begin Input for this task

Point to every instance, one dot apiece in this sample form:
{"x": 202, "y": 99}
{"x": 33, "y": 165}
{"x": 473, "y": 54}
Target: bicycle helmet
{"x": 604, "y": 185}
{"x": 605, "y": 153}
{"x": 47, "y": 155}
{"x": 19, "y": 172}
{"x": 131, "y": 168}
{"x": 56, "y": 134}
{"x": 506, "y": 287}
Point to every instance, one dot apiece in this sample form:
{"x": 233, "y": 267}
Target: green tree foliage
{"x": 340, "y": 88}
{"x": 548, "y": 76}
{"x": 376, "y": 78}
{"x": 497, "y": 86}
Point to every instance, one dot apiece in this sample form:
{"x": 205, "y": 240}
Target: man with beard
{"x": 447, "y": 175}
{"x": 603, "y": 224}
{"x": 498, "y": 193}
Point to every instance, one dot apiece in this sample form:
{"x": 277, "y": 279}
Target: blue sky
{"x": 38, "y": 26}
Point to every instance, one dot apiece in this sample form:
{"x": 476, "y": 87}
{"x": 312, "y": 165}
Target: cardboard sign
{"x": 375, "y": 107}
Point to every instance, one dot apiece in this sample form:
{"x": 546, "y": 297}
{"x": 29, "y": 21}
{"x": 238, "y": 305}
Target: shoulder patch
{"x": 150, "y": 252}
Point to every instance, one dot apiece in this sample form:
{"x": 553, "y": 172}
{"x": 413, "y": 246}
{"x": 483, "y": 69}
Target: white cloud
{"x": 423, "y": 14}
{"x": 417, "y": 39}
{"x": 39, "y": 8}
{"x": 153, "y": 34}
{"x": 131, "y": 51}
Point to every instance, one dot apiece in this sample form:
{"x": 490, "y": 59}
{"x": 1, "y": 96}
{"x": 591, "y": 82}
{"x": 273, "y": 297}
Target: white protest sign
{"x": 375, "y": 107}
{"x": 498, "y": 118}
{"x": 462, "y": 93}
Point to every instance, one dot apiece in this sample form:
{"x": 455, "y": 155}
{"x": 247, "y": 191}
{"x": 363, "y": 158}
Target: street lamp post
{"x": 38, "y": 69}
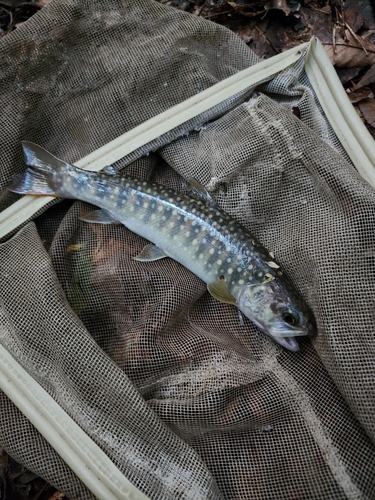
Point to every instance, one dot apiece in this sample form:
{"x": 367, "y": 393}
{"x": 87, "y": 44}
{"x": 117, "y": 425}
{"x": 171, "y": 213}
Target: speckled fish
{"x": 193, "y": 230}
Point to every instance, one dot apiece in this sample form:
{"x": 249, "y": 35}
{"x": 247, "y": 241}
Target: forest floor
{"x": 268, "y": 27}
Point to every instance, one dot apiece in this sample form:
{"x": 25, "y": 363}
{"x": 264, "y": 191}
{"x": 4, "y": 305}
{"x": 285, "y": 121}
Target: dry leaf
{"x": 246, "y": 10}
{"x": 351, "y": 53}
{"x": 278, "y": 4}
{"x": 367, "y": 108}
{"x": 368, "y": 77}
{"x": 354, "y": 19}
{"x": 359, "y": 94}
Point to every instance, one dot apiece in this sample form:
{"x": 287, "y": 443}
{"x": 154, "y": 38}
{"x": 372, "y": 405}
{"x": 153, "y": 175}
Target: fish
{"x": 187, "y": 227}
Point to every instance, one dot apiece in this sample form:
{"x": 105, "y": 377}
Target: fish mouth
{"x": 289, "y": 343}
{"x": 284, "y": 332}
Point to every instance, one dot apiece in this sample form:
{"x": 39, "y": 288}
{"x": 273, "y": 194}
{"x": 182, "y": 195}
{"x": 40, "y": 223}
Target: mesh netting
{"x": 187, "y": 400}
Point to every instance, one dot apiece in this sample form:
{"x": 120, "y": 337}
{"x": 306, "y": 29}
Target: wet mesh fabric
{"x": 186, "y": 398}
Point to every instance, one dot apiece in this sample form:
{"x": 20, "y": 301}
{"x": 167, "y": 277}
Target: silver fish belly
{"x": 190, "y": 230}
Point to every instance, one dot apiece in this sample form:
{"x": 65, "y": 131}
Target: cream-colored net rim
{"x": 83, "y": 456}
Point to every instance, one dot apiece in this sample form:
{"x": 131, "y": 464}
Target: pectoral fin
{"x": 220, "y": 291}
{"x": 100, "y": 217}
{"x": 150, "y": 253}
{"x": 199, "y": 192}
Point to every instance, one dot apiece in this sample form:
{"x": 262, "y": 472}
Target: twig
{"x": 358, "y": 38}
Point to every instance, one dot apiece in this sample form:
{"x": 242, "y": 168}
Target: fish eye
{"x": 290, "y": 317}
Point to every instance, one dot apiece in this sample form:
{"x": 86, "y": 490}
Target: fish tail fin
{"x": 42, "y": 178}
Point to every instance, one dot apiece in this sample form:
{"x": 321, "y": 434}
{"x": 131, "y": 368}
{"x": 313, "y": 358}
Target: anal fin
{"x": 100, "y": 217}
{"x": 150, "y": 253}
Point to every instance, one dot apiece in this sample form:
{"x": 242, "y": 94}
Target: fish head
{"x": 277, "y": 311}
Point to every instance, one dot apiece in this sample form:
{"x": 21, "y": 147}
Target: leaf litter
{"x": 268, "y": 27}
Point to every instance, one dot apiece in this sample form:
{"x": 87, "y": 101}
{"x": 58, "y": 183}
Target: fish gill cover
{"x": 186, "y": 399}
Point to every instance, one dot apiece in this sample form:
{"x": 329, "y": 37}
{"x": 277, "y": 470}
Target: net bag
{"x": 185, "y": 398}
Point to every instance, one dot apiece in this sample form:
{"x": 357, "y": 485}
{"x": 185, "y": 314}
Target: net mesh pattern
{"x": 186, "y": 398}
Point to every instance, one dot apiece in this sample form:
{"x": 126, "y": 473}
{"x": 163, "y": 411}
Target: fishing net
{"x": 187, "y": 399}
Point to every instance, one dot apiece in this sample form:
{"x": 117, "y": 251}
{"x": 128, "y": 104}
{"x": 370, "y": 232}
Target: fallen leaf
{"x": 354, "y": 19}
{"x": 359, "y": 95}
{"x": 367, "y": 108}
{"x": 278, "y": 4}
{"x": 351, "y": 53}
{"x": 246, "y": 10}
{"x": 347, "y": 74}
{"x": 368, "y": 77}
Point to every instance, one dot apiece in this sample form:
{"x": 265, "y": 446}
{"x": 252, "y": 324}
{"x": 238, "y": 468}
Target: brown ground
{"x": 347, "y": 30}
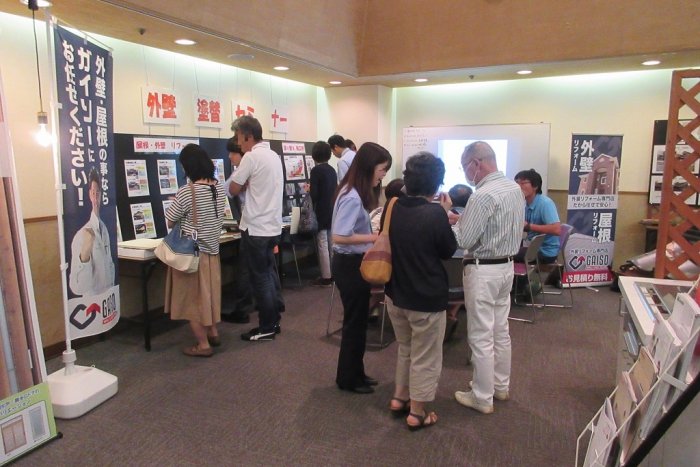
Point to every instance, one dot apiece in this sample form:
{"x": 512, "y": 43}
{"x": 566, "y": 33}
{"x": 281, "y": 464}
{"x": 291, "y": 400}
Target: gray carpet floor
{"x": 275, "y": 403}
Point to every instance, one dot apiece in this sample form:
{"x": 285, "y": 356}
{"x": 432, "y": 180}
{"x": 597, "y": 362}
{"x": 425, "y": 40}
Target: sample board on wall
{"x": 517, "y": 146}
{"x": 148, "y": 175}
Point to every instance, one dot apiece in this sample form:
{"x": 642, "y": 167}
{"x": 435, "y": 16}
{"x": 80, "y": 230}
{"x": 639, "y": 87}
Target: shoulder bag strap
{"x": 194, "y": 212}
{"x": 387, "y": 217}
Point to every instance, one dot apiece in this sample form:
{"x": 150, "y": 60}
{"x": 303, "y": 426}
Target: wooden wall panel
{"x": 685, "y": 96}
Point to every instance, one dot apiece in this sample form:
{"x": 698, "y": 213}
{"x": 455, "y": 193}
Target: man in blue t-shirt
{"x": 541, "y": 217}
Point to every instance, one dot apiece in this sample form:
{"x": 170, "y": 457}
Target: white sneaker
{"x": 498, "y": 395}
{"x": 467, "y": 399}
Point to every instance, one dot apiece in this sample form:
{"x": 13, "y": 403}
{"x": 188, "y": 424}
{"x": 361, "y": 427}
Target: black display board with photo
{"x": 658, "y": 158}
{"x": 148, "y": 175}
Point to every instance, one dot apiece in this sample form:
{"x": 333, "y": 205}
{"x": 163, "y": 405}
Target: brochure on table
{"x": 148, "y": 176}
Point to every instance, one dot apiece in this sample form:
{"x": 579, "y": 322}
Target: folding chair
{"x": 529, "y": 270}
{"x": 559, "y": 266}
{"x": 376, "y": 291}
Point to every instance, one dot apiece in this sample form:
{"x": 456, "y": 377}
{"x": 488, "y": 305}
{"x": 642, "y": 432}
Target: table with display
{"x": 146, "y": 262}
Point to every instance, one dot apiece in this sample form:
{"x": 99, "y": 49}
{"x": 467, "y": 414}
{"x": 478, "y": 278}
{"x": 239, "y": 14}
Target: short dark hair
{"x": 459, "y": 194}
{"x": 197, "y": 163}
{"x": 393, "y": 189}
{"x": 361, "y": 174}
{"x": 232, "y": 146}
{"x": 321, "y": 152}
{"x": 247, "y": 126}
{"x": 337, "y": 140}
{"x": 532, "y": 176}
{"x": 424, "y": 174}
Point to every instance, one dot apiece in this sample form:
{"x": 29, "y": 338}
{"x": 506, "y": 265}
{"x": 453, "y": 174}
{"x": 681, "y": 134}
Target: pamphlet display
{"x": 646, "y": 393}
{"x": 148, "y": 176}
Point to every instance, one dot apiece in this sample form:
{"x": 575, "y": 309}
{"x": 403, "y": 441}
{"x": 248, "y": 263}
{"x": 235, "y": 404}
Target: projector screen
{"x": 517, "y": 147}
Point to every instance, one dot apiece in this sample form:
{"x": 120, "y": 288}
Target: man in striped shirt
{"x": 490, "y": 230}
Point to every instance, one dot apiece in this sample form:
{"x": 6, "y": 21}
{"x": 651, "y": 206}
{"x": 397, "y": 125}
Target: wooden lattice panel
{"x": 685, "y": 89}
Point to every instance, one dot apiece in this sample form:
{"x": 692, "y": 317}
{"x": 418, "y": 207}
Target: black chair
{"x": 377, "y": 292}
{"x": 558, "y": 268}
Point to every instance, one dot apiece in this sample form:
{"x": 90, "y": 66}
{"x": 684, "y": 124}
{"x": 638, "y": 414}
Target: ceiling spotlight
{"x": 39, "y": 3}
{"x": 241, "y": 57}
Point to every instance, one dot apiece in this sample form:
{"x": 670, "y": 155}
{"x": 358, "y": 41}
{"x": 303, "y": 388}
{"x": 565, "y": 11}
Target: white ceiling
{"x": 324, "y": 40}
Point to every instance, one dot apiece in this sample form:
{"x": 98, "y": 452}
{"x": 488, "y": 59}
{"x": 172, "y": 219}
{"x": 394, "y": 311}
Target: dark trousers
{"x": 354, "y": 293}
{"x": 259, "y": 253}
{"x": 242, "y": 288}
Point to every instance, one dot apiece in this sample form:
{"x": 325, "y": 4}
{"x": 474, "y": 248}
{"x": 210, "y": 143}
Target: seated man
{"x": 541, "y": 217}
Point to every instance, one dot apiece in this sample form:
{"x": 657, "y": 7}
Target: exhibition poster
{"x": 592, "y": 209}
{"x": 86, "y": 152}
{"x": 26, "y": 421}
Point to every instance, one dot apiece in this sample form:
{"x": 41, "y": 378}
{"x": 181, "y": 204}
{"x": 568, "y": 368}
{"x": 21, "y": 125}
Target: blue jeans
{"x": 259, "y": 253}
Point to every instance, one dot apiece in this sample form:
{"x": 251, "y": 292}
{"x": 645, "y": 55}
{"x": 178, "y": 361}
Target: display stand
{"x": 650, "y": 396}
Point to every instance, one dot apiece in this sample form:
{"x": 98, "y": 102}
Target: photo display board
{"x": 517, "y": 147}
{"x": 148, "y": 175}
{"x": 658, "y": 159}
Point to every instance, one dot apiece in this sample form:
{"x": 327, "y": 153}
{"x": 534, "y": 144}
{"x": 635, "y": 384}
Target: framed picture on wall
{"x": 658, "y": 163}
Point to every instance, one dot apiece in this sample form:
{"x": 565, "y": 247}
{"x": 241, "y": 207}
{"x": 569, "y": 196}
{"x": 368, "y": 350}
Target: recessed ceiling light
{"x": 241, "y": 57}
{"x": 39, "y": 3}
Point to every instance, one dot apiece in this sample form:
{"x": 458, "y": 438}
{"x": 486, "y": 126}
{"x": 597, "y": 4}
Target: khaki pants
{"x": 419, "y": 361}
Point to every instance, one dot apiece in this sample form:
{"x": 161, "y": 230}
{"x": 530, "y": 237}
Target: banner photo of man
{"x": 592, "y": 209}
{"x": 85, "y": 119}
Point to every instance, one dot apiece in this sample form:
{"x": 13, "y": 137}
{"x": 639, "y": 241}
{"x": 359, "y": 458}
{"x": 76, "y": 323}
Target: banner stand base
{"x": 75, "y": 389}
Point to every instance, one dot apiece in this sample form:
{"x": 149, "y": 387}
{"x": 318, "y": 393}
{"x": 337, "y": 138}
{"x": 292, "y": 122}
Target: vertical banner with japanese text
{"x": 592, "y": 208}
{"x": 86, "y": 152}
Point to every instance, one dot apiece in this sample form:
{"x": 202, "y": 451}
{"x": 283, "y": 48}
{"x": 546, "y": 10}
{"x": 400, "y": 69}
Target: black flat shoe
{"x": 369, "y": 381}
{"x": 359, "y": 389}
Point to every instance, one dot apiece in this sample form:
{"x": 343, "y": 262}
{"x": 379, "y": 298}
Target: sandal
{"x": 196, "y": 351}
{"x": 214, "y": 341}
{"x": 403, "y": 408}
{"x": 432, "y": 416}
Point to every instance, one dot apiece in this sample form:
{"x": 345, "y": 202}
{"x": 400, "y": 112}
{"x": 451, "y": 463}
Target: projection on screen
{"x": 450, "y": 151}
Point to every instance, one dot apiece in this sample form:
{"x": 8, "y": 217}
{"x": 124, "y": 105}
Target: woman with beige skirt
{"x": 196, "y": 296}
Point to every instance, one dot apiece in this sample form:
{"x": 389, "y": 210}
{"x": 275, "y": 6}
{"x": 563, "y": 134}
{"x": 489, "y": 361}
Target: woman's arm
{"x": 354, "y": 239}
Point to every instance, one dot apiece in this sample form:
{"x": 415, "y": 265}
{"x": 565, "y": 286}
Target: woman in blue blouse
{"x": 357, "y": 195}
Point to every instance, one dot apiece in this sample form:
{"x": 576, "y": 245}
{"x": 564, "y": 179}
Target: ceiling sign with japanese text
{"x": 160, "y": 105}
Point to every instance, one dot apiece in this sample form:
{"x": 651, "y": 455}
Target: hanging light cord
{"x": 36, "y": 54}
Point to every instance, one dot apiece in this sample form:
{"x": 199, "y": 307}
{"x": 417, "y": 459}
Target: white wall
{"x": 620, "y": 103}
{"x": 134, "y": 66}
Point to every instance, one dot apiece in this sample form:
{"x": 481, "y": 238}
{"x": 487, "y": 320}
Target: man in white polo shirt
{"x": 260, "y": 175}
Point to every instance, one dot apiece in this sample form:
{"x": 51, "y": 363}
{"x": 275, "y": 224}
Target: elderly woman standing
{"x": 196, "y": 297}
{"x": 421, "y": 237}
{"x": 357, "y": 194}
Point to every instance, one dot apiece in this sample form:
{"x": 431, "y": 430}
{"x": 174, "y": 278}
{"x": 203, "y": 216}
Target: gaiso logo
{"x": 82, "y": 320}
{"x": 577, "y": 262}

end Input for this task

= Problem statement =
Find every line in the listing above that contains the word "wall", and copy each of those lines.

= Task response =
Target: sample board on wall
Target: wooden wall panel
Target: framed picture on wall
Target: white wall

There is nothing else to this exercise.